* _TASK TO COMPLETE_: Print, word for word, the data lines from the line containing "Question. Locate the dirt" to the line containing "Target: bare earth patch", including both of those lines and nothing else.

* _DATASET EXTRACT_:
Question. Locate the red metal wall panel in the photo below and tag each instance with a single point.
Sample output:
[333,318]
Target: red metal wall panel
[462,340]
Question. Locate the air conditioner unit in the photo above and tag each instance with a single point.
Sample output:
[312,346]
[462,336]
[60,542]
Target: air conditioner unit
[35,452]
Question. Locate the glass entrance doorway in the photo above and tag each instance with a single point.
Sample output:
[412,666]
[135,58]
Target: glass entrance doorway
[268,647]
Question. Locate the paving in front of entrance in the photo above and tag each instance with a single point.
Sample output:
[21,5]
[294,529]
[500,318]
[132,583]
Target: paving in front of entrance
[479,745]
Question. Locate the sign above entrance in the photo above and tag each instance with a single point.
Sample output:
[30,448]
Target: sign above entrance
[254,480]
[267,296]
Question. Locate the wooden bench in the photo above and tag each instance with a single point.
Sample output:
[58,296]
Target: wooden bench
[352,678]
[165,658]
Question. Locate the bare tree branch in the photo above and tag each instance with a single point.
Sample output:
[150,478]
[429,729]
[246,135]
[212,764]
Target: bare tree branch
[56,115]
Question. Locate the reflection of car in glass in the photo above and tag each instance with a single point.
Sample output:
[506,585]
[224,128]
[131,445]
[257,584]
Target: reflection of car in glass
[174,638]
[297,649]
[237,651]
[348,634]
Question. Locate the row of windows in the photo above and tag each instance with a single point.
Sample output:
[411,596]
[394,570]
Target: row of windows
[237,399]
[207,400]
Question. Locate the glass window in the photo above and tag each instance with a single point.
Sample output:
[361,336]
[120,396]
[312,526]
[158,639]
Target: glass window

...

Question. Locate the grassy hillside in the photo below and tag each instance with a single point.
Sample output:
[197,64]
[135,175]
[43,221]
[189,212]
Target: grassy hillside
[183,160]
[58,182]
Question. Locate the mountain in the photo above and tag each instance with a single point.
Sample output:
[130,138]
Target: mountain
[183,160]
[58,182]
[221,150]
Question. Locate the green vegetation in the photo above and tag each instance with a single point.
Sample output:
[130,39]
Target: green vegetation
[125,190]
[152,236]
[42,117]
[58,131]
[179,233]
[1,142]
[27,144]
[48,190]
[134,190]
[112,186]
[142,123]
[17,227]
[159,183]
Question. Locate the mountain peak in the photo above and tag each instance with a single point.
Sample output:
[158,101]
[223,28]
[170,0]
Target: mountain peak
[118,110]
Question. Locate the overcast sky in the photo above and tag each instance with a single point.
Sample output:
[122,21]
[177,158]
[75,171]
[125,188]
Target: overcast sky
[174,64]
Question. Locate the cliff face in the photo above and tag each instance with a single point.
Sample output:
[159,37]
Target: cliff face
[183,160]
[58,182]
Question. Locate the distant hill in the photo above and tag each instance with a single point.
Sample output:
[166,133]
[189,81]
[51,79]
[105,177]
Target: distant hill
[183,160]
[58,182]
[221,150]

==

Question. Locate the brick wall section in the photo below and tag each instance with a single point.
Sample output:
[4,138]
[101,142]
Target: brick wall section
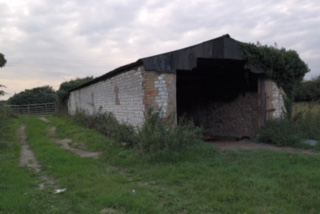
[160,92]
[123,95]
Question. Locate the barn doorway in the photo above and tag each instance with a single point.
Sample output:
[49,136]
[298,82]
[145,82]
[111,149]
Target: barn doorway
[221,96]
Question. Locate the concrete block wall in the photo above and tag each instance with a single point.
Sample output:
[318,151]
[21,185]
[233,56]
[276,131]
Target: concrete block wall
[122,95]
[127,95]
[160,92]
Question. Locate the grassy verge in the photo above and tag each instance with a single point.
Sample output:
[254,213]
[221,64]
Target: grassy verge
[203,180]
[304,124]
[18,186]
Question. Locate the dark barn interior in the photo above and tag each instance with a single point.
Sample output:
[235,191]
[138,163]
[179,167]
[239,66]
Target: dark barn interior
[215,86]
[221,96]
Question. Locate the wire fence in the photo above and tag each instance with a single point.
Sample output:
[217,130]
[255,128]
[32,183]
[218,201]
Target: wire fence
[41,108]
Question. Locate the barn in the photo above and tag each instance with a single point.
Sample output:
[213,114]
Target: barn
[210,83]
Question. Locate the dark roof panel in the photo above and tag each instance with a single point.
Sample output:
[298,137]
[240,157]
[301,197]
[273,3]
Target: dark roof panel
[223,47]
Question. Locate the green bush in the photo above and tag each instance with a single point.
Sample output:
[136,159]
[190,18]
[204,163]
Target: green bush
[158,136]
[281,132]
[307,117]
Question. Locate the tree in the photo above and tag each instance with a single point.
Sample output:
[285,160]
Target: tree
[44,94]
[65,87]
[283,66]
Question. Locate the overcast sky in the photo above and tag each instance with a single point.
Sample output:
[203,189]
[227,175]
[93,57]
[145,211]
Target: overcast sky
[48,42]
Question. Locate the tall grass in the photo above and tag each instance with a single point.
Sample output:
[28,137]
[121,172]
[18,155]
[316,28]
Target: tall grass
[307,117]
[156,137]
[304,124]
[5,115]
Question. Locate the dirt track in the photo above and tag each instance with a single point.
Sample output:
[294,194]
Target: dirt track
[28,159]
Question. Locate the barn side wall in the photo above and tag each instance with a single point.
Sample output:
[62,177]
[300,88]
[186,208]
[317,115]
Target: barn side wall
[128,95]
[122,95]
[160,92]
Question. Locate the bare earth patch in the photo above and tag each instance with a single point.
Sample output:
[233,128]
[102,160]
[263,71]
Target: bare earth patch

* _EXPECTED ANSWER_:
Question. Locate the dirt track in the photo above and tag each instance with a single point.
Sample output:
[294,194]
Target: dirt track
[28,159]
Question. Locate the barn side wall in the photo above and tag each instance with a single point.
Sample output:
[62,177]
[300,88]
[186,208]
[317,115]
Target: barn side wall
[128,95]
[122,95]
[160,92]
Question. Locate the bare earth patch in the photo above and tag each instance with a single point.
Sample output:
[233,128]
[102,160]
[263,71]
Target: bare earth patch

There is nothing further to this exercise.